- [Extract]:
==============================

Joan Chittister
From Where I Stand
National Catholic Reporter July 30, 2012
Here's an American statistic for you about "American exceptionalism" that seems to get lost under the headlines about a slowly recovering economy and a growing number of billionaires. This figure -- at least between attempted massacres like in Austin, Texas, Virginia Tech, Columbine, Aurora and the shooting of Rep. Gabrielle Giffords, to name a few -- rarely surfaces. The fact that we lose 48,000 people a year in this country to the attacks of private people using privately owned guns seldom makes headlines. Only the atrocities they leave behind them sell newspapers.
There is not another country in the world with that much gun violence on their streets. In the United States, there are 88 guns for every 100 people. That means we already have a privately owned gun for almost every man, woman and child in the country. Only the Arabian Peninsula nation of Yemen comes anywhere close to that kind of civilian firepower, with a ratio of 54 guns to every 100 Yemeni. So does democracy work or doesn't it? Clearly, "the land of the free and the home of the brave" is fast threatening to become the land of the gun and the home of the dead.
But oh, we cling to them. We shout treason, in fact, in the face of anyone who questions their numbers, their types, their easy availability. "It's un-American," we argue, to dare to challenge even the sale of them, let alone their use. On few other subjects does the pitch of the public discourse reach such frenzy. Politicians shout and pound desks; otherwise mild men turn blue in the face at the thought of even allowing a public discussion of the issue.
You've heard all the arguments against gun control, I know: "Guns don't kill people," the posters say, "people do." As if anybody is arguing that guns, as in "Toy Story 3," just get up at midnight and shoot people.
Or better yet, these days the argument goes: "If everybody else in the theater in Aurora, Colo., had a gun, so many other people would not have been shot" -- all notion of body armor and strategic weaponry notwithstanding.
Or, as a young man told me yesterday, the purpose of the Second Amendment is to protect the First Amendment. As if that is all that assures the continued functioning of the First Amendment in this country.
Or, this is a free country -- and, apparently, the reduction of violence is an impediment to that.
Or it's unfair to hunters to control gun sales. As if 6,000 rounds of ammunition is necessary during deer season.

==============================

- [Given problem 1]:
In the data entries below, lay out the lines starting at the one containing "Where can the row of stone" and ending at the one containing "Target: row of stone markers" as a JSON list of strings, with one string per line and no blank lines.

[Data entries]

==============================

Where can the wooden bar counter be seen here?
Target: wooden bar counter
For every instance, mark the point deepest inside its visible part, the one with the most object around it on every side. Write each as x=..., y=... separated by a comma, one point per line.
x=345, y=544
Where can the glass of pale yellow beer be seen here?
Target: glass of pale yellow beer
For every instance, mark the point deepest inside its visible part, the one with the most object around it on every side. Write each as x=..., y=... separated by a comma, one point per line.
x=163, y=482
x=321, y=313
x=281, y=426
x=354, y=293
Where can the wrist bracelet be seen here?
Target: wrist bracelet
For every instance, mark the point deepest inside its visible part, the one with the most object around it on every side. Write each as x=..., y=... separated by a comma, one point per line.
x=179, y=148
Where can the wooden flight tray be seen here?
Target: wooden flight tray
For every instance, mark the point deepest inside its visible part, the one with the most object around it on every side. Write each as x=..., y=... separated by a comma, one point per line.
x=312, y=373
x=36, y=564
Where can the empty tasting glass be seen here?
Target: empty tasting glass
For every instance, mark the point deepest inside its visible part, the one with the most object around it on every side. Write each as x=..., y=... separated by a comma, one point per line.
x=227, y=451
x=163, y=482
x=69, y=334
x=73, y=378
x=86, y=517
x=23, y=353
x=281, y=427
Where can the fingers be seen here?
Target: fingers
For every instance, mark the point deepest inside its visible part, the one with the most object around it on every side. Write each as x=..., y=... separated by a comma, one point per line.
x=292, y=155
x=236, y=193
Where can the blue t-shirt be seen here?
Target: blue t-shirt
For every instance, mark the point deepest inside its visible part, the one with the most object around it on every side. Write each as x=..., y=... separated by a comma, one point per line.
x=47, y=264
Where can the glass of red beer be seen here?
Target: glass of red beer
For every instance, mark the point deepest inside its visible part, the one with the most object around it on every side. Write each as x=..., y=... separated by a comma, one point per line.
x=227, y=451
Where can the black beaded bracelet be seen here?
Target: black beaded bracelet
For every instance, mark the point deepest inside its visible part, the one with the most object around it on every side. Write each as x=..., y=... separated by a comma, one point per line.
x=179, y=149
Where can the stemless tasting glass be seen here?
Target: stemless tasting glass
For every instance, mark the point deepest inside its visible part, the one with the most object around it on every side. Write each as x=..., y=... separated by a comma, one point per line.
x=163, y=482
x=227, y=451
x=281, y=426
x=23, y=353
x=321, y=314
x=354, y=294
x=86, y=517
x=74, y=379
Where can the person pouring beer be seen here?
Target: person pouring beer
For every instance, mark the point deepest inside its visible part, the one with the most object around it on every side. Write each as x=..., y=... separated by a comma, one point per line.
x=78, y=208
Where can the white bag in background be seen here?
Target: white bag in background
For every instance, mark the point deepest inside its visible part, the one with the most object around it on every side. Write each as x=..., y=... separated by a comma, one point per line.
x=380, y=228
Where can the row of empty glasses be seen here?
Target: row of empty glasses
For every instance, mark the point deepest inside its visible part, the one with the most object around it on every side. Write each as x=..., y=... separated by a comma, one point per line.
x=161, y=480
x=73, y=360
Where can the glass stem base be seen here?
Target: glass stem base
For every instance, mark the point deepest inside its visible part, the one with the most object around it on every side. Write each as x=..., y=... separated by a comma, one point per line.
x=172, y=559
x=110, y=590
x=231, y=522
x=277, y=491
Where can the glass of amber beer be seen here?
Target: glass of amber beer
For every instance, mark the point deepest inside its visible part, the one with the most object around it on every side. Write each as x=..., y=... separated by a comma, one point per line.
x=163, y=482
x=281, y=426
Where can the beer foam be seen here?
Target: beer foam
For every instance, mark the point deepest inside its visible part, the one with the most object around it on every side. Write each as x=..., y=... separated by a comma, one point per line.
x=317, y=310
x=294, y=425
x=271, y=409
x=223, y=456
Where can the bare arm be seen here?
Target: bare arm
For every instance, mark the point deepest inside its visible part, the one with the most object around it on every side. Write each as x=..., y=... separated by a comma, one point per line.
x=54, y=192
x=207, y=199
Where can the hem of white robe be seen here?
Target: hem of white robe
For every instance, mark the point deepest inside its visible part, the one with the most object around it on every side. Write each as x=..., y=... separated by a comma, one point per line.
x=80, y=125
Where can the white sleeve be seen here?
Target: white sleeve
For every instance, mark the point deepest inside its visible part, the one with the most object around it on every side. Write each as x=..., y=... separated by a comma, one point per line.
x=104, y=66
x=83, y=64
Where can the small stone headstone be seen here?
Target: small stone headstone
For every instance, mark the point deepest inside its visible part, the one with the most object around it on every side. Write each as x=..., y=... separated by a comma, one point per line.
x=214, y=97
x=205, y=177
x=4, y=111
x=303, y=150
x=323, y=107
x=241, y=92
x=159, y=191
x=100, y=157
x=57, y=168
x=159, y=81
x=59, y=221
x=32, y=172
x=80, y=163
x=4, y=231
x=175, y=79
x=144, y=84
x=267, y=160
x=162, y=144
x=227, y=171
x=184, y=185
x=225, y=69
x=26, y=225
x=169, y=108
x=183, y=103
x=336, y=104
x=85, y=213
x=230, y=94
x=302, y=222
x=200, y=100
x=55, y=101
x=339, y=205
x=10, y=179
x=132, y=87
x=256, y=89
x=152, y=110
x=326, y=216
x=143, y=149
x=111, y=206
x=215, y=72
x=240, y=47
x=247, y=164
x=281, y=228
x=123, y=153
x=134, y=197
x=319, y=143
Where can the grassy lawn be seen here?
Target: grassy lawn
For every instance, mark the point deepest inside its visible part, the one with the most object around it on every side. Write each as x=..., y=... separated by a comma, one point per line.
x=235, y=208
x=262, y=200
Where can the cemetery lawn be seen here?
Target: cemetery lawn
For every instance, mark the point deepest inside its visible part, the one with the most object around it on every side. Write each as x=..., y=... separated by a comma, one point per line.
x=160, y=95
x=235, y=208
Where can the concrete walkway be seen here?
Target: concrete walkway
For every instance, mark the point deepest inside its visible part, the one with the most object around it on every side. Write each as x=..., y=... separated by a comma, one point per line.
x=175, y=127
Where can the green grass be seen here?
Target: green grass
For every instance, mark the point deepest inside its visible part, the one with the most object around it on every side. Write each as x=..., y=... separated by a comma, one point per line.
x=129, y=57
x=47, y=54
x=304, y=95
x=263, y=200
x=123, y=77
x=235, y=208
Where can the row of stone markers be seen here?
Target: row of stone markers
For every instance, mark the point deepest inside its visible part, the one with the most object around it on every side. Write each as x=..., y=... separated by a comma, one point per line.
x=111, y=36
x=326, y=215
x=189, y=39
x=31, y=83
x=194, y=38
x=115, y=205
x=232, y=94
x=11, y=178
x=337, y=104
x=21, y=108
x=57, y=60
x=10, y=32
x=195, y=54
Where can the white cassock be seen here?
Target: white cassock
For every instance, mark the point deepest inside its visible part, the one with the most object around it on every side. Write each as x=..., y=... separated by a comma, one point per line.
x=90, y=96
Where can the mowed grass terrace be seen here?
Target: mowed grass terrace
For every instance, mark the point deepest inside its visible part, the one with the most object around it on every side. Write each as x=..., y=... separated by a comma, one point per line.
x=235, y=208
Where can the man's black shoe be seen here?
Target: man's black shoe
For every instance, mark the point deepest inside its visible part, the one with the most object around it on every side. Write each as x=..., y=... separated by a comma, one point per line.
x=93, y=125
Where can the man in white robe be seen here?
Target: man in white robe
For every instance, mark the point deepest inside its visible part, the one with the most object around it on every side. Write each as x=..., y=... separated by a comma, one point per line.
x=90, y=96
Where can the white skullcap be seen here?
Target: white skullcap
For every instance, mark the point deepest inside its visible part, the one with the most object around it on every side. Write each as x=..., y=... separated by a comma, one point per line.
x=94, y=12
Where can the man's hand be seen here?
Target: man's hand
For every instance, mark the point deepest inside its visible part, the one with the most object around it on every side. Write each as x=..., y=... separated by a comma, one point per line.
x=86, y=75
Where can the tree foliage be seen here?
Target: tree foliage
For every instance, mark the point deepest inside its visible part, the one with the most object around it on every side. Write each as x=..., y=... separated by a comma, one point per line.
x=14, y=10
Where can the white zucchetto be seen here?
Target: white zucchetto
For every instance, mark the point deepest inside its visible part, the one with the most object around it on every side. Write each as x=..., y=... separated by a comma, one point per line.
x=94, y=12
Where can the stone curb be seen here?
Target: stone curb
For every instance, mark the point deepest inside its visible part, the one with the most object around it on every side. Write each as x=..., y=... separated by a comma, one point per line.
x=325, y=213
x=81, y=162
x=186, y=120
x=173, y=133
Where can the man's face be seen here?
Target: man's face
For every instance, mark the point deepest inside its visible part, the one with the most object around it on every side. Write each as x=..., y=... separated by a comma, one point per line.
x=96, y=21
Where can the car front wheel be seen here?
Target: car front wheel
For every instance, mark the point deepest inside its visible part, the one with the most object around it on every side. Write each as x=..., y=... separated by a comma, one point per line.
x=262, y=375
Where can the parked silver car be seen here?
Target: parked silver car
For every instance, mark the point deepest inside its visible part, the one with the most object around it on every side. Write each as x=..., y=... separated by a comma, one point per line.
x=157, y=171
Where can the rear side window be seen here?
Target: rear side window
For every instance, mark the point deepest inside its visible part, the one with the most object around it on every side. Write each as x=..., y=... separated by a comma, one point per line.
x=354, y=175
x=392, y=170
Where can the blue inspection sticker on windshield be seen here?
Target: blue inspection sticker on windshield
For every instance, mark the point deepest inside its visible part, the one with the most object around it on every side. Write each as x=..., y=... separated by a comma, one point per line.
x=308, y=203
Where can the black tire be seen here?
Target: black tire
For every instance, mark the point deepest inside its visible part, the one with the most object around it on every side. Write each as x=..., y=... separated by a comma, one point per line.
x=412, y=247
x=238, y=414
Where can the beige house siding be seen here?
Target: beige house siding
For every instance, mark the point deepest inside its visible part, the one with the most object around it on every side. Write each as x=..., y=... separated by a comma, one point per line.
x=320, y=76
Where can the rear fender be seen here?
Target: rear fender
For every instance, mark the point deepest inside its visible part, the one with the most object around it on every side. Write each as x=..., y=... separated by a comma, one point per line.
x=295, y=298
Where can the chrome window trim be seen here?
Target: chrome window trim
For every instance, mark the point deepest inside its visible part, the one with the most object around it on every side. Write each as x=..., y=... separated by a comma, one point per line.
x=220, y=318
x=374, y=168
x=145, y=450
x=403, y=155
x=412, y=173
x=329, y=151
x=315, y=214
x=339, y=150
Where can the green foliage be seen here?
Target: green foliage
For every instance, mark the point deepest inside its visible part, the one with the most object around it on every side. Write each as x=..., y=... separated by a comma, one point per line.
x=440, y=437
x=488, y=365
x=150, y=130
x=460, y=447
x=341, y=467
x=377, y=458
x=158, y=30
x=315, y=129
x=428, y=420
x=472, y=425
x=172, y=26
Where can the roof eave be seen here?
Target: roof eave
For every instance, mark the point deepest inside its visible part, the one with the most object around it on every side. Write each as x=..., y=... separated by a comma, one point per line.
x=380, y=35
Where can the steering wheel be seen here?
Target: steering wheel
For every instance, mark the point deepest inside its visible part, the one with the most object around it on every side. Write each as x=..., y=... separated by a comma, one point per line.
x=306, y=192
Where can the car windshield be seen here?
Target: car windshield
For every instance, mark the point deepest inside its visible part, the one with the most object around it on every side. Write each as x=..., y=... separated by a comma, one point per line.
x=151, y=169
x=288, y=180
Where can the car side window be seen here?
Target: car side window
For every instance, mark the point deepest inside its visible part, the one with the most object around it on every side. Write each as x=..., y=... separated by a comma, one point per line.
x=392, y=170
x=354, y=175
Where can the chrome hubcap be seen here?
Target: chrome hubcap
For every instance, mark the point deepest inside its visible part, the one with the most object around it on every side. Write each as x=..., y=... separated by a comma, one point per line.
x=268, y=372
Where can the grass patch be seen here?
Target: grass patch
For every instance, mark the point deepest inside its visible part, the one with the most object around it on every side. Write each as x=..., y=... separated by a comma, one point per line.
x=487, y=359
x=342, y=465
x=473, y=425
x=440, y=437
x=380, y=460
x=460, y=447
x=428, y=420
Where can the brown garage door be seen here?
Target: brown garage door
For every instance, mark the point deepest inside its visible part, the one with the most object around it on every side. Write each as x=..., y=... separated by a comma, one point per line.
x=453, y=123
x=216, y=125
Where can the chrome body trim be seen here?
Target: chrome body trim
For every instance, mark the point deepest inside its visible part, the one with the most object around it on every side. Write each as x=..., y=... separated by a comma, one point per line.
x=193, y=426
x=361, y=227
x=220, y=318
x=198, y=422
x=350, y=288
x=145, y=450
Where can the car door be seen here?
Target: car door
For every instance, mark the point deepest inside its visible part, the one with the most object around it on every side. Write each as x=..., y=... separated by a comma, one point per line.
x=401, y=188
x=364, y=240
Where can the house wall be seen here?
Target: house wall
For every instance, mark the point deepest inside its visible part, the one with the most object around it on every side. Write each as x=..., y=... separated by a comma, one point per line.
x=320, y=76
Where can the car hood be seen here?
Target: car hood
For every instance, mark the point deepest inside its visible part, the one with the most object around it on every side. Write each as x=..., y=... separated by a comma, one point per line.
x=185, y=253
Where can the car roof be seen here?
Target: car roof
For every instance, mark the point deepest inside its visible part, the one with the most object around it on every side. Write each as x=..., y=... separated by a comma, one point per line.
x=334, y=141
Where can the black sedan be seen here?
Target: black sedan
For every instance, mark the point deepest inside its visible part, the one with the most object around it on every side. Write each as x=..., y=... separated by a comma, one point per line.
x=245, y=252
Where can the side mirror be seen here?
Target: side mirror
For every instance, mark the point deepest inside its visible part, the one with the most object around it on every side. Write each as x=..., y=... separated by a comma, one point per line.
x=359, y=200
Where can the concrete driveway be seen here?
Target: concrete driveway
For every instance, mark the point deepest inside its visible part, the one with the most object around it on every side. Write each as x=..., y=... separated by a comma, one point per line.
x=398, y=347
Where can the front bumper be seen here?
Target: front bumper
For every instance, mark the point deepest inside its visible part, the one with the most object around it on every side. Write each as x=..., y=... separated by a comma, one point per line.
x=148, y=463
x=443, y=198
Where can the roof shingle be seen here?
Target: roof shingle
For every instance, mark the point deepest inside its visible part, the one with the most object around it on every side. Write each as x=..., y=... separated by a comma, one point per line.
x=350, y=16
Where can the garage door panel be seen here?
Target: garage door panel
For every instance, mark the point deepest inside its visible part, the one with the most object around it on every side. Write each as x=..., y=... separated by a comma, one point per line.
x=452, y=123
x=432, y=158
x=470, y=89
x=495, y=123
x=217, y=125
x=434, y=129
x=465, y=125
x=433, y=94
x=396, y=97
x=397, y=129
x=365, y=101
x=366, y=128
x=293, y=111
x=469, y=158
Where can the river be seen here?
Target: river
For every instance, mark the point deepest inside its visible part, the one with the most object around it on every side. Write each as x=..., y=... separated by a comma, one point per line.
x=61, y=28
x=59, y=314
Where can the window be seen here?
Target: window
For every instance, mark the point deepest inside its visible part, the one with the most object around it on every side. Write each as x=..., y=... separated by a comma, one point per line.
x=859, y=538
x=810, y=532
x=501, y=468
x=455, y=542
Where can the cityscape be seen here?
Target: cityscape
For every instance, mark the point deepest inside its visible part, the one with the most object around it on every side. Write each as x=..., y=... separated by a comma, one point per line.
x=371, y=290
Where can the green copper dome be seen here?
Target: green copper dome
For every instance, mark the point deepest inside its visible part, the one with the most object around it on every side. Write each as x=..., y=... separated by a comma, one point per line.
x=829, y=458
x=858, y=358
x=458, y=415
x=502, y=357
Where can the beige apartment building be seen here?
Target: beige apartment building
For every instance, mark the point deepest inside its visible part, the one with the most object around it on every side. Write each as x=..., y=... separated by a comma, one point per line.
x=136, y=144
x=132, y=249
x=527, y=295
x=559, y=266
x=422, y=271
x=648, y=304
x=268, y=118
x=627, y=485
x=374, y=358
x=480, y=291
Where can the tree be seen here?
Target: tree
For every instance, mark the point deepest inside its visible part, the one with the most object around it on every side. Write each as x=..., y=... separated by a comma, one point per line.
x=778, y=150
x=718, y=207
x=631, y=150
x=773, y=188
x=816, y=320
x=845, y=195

==============================

- [Given problem 2]:
Carry on the column on gun violence above, picking up right after its last sentence.

- [Expected output 1]:
[
  "Where can the row of stone markers be seen here?",
  "Target: row of stone markers"
]

- [Expected output 2]:
Or, a new one: If we take away the right to bear arms, "the government will lead us where we don't want to go, and there won't be a thing we can do about it." As if voting or going to court or passing new laws or protesting peacefully doesn't work, despite the fact that it did during the labor and the suffragette and the civil rights movements. Massive and unrelenting gun wars on the streets have never solved America's problems before. Why would we set ourselves up to do it now?
More to the point, perhaps: If we pass gun-control laws, the National Rifle Association will not be able to buy so much influence in Washington. The NRA will not be contributing so much money to congressional election campaigns. Representatives and senators will not get the big campaign chests that assure their re-election and so guarantee that the country will never get gun-control laws.
Indeed, under all those social tensions, two questions beg to be considered. First: Is federal control of public behavior ever possible in a free country? And second: If so, what kind of controls, if any, can possibly be acceptable?
Well, think about it: The government regulates drugs, even drugs that are critical to a citizen's self-preservation.
We don't think twice about the necessity to regulate driving speeds even of cars capable of speeds of over 100 mph on highways that are surely capable of holding them.
We regulate alcohol and restrict its public use in order to assure the greatest degree of safety for all.
We regulate food sources, animal care, food products and food processing in the interest of the public good.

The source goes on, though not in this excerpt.